Entries locating objects in images
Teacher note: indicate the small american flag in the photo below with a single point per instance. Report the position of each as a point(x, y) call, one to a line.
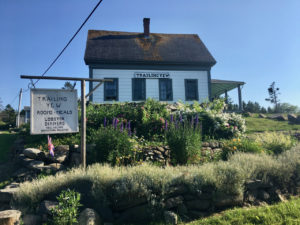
point(50, 146)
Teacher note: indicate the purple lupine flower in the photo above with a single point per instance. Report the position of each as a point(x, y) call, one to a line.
point(180, 118)
point(122, 127)
point(113, 123)
point(129, 128)
point(176, 124)
point(104, 123)
point(116, 123)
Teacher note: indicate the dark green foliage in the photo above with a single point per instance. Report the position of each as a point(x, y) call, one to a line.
point(111, 144)
point(240, 145)
point(184, 140)
point(66, 212)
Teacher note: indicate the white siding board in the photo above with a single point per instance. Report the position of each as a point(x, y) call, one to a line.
point(152, 86)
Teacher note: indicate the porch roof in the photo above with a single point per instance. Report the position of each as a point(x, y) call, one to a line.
point(219, 87)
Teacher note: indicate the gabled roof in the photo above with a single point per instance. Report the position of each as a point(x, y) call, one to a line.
point(134, 48)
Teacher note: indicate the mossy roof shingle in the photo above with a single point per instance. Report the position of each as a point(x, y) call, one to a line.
point(133, 48)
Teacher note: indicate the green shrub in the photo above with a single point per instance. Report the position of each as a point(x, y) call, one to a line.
point(184, 140)
point(110, 184)
point(240, 145)
point(66, 212)
point(275, 142)
point(113, 146)
point(222, 125)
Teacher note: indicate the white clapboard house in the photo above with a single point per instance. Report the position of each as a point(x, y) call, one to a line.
point(166, 67)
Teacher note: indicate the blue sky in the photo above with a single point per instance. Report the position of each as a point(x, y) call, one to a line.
point(255, 41)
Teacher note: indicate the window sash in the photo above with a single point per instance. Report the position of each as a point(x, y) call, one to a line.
point(138, 89)
point(165, 90)
point(191, 90)
point(111, 90)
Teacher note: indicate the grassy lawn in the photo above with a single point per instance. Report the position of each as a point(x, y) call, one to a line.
point(261, 124)
point(6, 142)
point(281, 213)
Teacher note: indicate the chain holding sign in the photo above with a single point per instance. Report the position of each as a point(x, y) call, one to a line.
point(57, 108)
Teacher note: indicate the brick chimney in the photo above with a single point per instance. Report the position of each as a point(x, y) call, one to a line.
point(146, 27)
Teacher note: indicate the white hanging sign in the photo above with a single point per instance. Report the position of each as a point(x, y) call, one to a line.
point(53, 111)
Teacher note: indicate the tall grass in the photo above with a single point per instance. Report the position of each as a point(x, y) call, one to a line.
point(281, 213)
point(109, 184)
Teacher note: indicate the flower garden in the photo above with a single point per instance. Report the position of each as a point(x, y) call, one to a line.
point(152, 161)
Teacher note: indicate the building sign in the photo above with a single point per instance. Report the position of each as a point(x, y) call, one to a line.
point(53, 111)
point(151, 75)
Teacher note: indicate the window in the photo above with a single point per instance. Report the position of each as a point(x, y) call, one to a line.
point(165, 90)
point(138, 89)
point(111, 90)
point(191, 89)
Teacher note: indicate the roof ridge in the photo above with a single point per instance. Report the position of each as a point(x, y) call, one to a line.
point(131, 32)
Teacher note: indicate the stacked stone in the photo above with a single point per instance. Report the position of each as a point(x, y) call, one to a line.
point(34, 161)
point(157, 154)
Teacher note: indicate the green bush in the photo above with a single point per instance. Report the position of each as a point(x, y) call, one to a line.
point(110, 184)
point(240, 145)
point(66, 212)
point(275, 142)
point(222, 125)
point(3, 125)
point(145, 117)
point(113, 146)
point(184, 140)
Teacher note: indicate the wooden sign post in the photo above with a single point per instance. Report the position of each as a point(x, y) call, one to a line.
point(83, 105)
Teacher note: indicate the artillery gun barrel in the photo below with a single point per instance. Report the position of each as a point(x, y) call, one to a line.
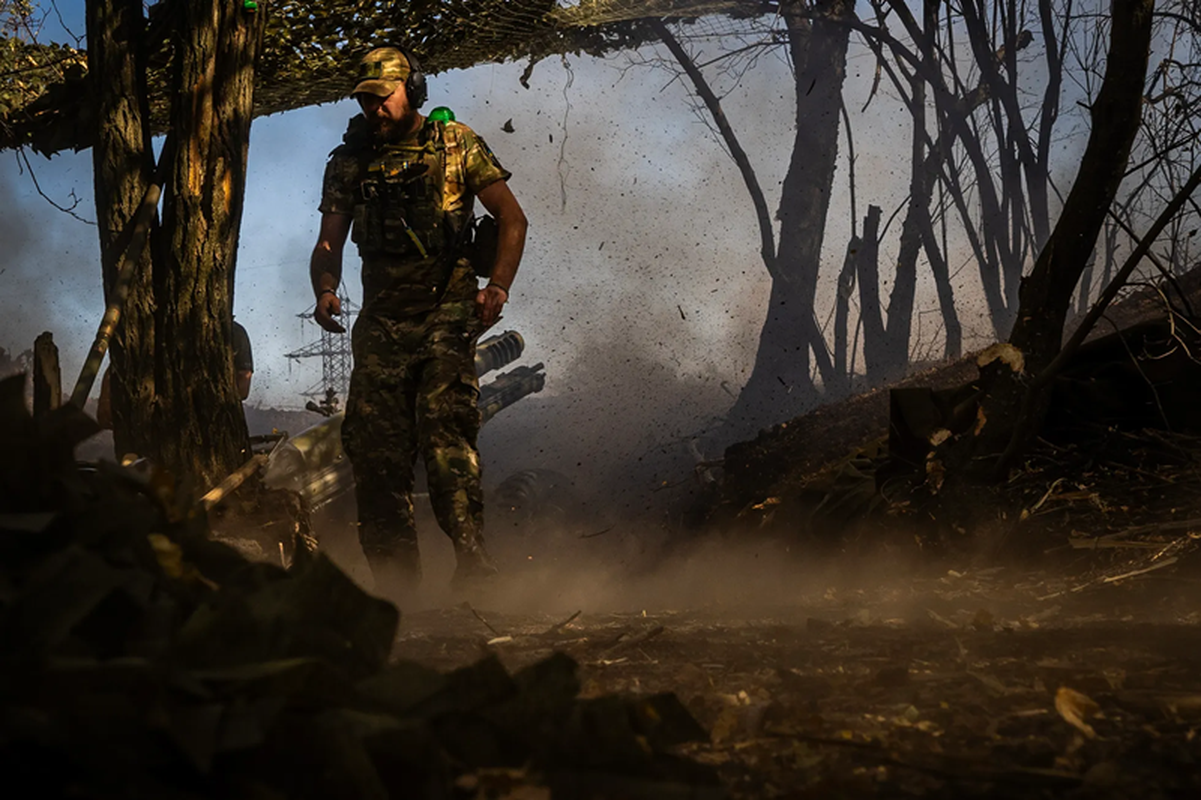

■ Short exercise:
Reproduce all of the material above exactly, line for line, but omit the pictures.

■ Answer to the task:
Teacher note: indicate the small american flag in the photo below with a single point per instance. Report the position of each as a point(x, y) call, one to a line.
point(50, 146)
Teacher note: indicate the purple lupine flower in the photo above with a single point per instance. Report the position of each as a point(x, y) call, one to a line.
point(180, 118)
point(122, 127)
point(113, 123)
point(129, 128)
point(176, 124)
point(104, 123)
point(116, 123)
Teacher note: indicate the dark green foliage in the photo above with a single point per instance. Report the position of each as a point(x, y) call, one to a line.
point(111, 144)
point(240, 145)
point(184, 140)
point(66, 212)
Teacher note: indicate the white siding board in the photo above with a single point per instance. Report the position of each as a point(x, y) call, one to a line.
point(152, 86)
Teacher note: indicate the porch roof in the photo above with a single point per instance. Report the position of each as a point(x, y) call, one to a line.
point(219, 87)
Teacher note: indicate the gabled roof in the photo above with a single point per instance. Report the position of each as a point(x, y) call, one to a line.
point(134, 48)
Teacher note: indicate the mossy roof shingle in the photo above with a single point per instance. Report the position of each as a point(x, y) call, one to a line.
point(133, 48)
Teacher note: indicate the green shrub in the photo above with a single point per instance. Report the position of each as a point(x, y) call, one to a line.
point(184, 140)
point(110, 184)
point(240, 145)
point(66, 212)
point(275, 142)
point(113, 146)
point(222, 125)
Teacher note: indicate the white clapboard house in the photo above with a single point per instance. Report the position of each as a point(x, y) call, one to a line.
point(166, 67)
Teacher note: indicate the blue sky in the photo above with a single point per instance. Report the position of each as a point(x, y) call, one to a line.
point(255, 41)
Teacher note: indicate the window sash in the photo above with a single point per instance. Report the position of each as a point(x, y) call, one to a line.
point(138, 89)
point(165, 90)
point(191, 90)
point(111, 90)
Teacher note: indicate the grassy lawn in the photo above with a single point per instance. Report the position of each as a point(x, y) call, one to a line.
point(261, 124)
point(6, 142)
point(281, 213)
Teacher note: indicate the chain holding sign in the photo above with a single point per instance. Report the position of each as a point(x, y) call, one to a line.
point(57, 108)
Teacher note: indicate the brick chimney in the photo above with a single point per instance. Report the position of each as a point(x, y) call, one to a line.
point(146, 27)
Teacher note: indicate the white hanging sign in the photo above with a single point per instance. Report the position of each as a point(x, y) call, one to a line.
point(53, 111)
Teacher note: indicate the tall grass in the photo above with a single point per instance. Report the position of each as a point(x, y) call, one to a line.
point(281, 213)
point(109, 184)
Teacher note: indicate the flower garden in the photo above with a single point per instance. Report the position of each as a point(x, y) call, one to a line.
point(152, 161)
Teacher note: indicate the building sign in the photo above with a single point per instance. Report the position of each as a point(x, y) call, one to a line.
point(53, 111)
point(151, 75)
Teacher note: indicate the window in the photo above with a single point per instance. Report the position of each as a point(x, y) call, one to a line.
point(165, 90)
point(138, 89)
point(111, 90)
point(191, 89)
Teacher note: indicate the roof ridge in the photo above with a single point per instance. Report the position of each as a point(x, y) call, one to a line.
point(131, 32)
Teacher note: indicate the stacked stone in the photo above with a single point per instance. Report the position of each as a point(x, y) call, one to a line.
point(34, 161)
point(157, 154)
Teacher note: indicate the green bush in the photo above with a single point per instance. Report the position of each as a point(x, y) call, one to a line.
point(110, 184)
point(240, 145)
point(66, 212)
point(275, 142)
point(222, 125)
point(3, 125)
point(145, 117)
point(113, 146)
point(184, 140)
Teacher note: indicate the wooden sign post in the photo above with a single point per instance. Report the position of each as a point(x, y) call, one to a line.
point(83, 105)
Teacher note: indicate the artillery gun barrel in the photo below with a single point per instance. Report the position of each as a point(x, y) call, one to a line.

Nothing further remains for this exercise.